Task brief — Output the material word for word. Leave each picture out.

Named-object pointing records
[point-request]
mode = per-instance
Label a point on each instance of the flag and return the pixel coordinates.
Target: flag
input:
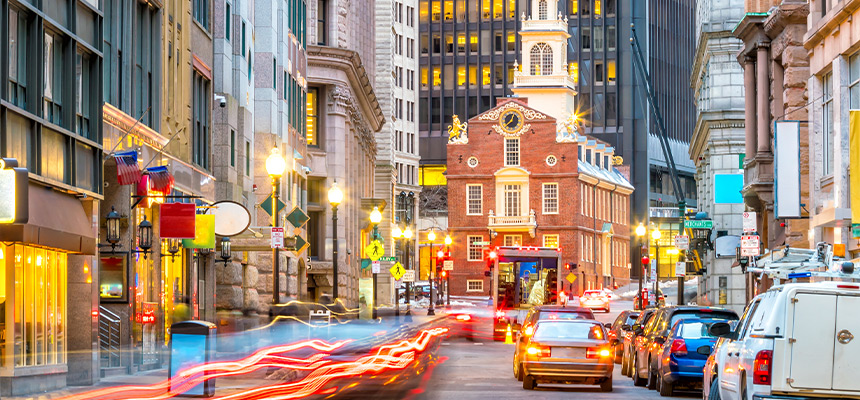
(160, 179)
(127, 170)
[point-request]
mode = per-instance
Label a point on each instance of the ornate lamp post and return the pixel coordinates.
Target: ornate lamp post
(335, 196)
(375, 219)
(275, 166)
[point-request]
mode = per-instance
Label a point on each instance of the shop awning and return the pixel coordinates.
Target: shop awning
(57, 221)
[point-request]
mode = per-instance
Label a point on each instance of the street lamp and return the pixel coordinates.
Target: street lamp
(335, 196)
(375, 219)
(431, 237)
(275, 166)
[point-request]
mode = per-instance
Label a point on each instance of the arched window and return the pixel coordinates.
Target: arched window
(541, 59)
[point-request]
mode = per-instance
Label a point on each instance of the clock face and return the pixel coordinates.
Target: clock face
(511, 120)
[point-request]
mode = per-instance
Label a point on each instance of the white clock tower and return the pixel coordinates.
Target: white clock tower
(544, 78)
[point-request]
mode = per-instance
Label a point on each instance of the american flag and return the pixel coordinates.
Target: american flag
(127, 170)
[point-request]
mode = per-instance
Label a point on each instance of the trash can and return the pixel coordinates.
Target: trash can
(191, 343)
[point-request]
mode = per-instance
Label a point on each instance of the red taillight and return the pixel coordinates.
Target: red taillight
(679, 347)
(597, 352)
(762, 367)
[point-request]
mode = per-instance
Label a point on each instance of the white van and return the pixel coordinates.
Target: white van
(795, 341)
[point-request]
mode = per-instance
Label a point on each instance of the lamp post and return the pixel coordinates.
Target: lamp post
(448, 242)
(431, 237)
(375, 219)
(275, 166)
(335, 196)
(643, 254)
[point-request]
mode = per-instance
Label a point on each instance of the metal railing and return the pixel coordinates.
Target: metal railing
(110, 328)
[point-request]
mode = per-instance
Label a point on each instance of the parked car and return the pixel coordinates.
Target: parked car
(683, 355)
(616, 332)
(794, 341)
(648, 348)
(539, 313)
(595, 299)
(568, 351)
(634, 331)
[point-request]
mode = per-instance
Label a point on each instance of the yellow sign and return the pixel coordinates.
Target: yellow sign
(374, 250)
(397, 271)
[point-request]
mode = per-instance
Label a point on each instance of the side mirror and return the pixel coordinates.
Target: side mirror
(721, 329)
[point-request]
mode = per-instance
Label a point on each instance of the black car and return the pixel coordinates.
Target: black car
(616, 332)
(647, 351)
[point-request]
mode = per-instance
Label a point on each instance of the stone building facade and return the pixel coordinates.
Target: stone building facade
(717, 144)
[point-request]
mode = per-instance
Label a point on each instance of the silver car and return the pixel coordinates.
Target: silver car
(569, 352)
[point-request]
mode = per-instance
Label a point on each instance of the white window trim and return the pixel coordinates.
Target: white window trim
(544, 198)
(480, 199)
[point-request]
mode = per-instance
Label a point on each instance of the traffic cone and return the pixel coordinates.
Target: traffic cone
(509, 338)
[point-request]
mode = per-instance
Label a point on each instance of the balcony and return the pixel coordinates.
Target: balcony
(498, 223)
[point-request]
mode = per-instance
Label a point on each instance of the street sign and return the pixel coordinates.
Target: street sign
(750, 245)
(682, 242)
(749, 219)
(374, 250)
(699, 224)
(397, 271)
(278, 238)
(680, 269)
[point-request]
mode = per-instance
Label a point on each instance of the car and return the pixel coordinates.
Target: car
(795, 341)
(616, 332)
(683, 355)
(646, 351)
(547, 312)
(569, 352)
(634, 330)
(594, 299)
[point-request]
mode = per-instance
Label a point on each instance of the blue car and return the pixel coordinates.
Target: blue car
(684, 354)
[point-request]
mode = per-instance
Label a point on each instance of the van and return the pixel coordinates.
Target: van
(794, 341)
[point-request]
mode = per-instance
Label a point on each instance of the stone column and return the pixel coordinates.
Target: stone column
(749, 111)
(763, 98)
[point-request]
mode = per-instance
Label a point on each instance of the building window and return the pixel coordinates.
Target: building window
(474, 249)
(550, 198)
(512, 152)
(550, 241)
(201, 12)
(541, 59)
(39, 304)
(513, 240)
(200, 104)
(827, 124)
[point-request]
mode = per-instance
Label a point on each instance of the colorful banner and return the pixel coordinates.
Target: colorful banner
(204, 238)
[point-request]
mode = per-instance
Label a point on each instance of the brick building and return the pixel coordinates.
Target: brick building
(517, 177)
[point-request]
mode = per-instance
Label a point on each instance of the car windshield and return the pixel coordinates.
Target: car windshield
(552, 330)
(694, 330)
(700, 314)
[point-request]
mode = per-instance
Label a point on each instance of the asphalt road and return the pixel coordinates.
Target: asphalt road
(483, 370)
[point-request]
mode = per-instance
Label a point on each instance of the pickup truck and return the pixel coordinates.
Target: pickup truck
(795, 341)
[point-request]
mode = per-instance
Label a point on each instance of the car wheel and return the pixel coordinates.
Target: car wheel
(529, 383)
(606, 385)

Exercise result —
[point-request]
mode = per-instance
Label a point on each instance of the flag and return the pixel coordinates.
Target: flag
input:
(160, 179)
(127, 170)
[point-request]
mode = per-instance
Label a point on each instance of the ornate lamp post and return the pixel coordinates.
Target: ornate lamp post
(335, 196)
(375, 219)
(275, 166)
[point-request]
mode = per-instance
Label a point on each instance of the shop awning and return the pixel coordinates.
Target: shop awning
(57, 221)
[point-request]
mode = per-instance
Label a point on each instance of the street lamp and return the pixel coordinates.
Target: street lamp
(335, 196)
(375, 219)
(431, 237)
(275, 166)
[point-request]
mode = per-instance
Label a point on each instance of the arched window and return the pixel coordinates.
Target: arched window
(541, 59)
[point-request]
mode = per-instance
Label a point on each instance of the clock face and return the pixel coordinates.
Target: clock face
(511, 120)
[point-request]
mode = per-instance
Label a point on each instance of the white clock tower and return the pixel coordinates.
Target: white clock tower
(544, 78)
[point-request]
mode = per-instance
Label a point on each instance of the american flag and return the pixel coordinates.
Target: american flag
(127, 170)
[point-request]
mode = per-instance
Label a point on each instance of the trash can and return the pixel coordinates.
Target: trash can
(191, 343)
[point-request]
mode = per-instance
Label a point on each instance of the red taillight and return the pixel coordinates.
Target: red taillight
(679, 347)
(597, 352)
(762, 367)
[point-request]
mode = per-instance
Label a point on each instance of the white van and return the pixel coordinates.
Target: white van
(795, 341)
[point-request]
mode = per-instance
Label a point on each instance of the lamp post and return the pixel coordinates.
Target: lamp post
(448, 242)
(431, 237)
(375, 219)
(275, 166)
(335, 196)
(643, 254)
[point-request]
mode = per-instance
Label a point on each instance of the metal railing and return the pixel coordinates.
Target: metal railing
(110, 328)
[point-request]
mode = per-instance
Label a point on each instance of the parked car and return the pixel coordinates.
Target: parked car
(683, 355)
(616, 332)
(794, 341)
(648, 348)
(539, 313)
(595, 299)
(568, 351)
(634, 331)
[point-request]
mode = per-instance
Label a point on each instance of the yellow sign and return the pixel coordinates.
Target: yellow sign
(374, 250)
(397, 271)
[point-request]
mode = per-instance
Label a point on each instance of the side mirror and return the pixel coordinates.
Target: side mirror
(721, 329)
[point-request]
mode = per-instance
Label a point on each instance of the black car and return the pixel coordinates.
Target: black car
(616, 332)
(647, 351)
[point-request]
mode = per-instance
Label a point on each instance of the stone building facade and return the pixel coordinates.
Target: stone building facade
(717, 144)
[point-request]
mode = per-instance
Label a point on each instance of the silver car and return the pixel coordinates.
Target: silver car
(569, 352)
[point-request]
mode = per-instance
Label a point on each instance of the white window trim and return the pixel coordinates.
Target: white window trim
(544, 198)
(480, 199)
[point-request]
mode = per-instance
Label a point on each instance of the traffic cone and return the pixel coordinates.
Target: traffic cone
(509, 338)
[point-request]
mode = per-instance
Label a point on each instance of the balcony and return the pixel coordinates.
Target: balcony
(498, 223)
[point-request]
mode = per-instance
Label a point on each instance of the street sign and return the pixel coordinates.
Target: street sign
(750, 245)
(682, 242)
(749, 219)
(374, 250)
(699, 224)
(397, 271)
(278, 238)
(680, 269)
[point-request]
mode = per-instance
Label a point on each instance of the car and return the pixel coordinates.
Target: car
(795, 341)
(616, 332)
(683, 355)
(646, 351)
(547, 312)
(569, 352)
(634, 330)
(594, 299)
[point-request]
mode = per-instance
Label a point on each instance of the blue car and return the pixel coordinates.
Target: blue car
(684, 354)
[point-request]
mode = per-instance
Label a point on each instance of the van and return the pixel coordinates.
Target: van
(794, 341)
[point-request]
mode = per-instance
Label a point on each instance of the stone column and return the pixel coordinates.
Target: stone column
(749, 111)
(763, 98)
[point-request]
mode = per-instance
Label a point on each instance of the building window and return the pixel coordinates.
Target: building window
(474, 249)
(550, 198)
(512, 152)
(550, 241)
(201, 12)
(541, 59)
(39, 304)
(513, 240)
(200, 104)
(827, 124)
[point-request]
mode = per-instance
Label a point on each instance of the colorful banner and return the pixel coordinates.
Target: colorful banner
(204, 238)
[point-request]
mode = per-instance
Label a point on each instance of the brick building and return the pixel coordinates.
Target: brick building
(517, 177)
[point-request]
mode = per-instance
Label a point on each instance of the car windshield and return the pixel coordinates.
Target: car windshield
(552, 330)
(694, 330)
(700, 314)
[point-request]
mode = per-instance
Label a point on each instance of the asphalt road and return the pixel coordinates.
Target: asphalt road
(483, 370)
[point-request]
mode = per-instance
Label a point on each instance of the pickup truck and return the pixel coordinates.
Target: pickup truck
(795, 341)
[point-request]
mode = per-instance
Label a point on each instance of the car wheel and return the pixel coordinates.
Target: car wheel
(529, 383)
(606, 385)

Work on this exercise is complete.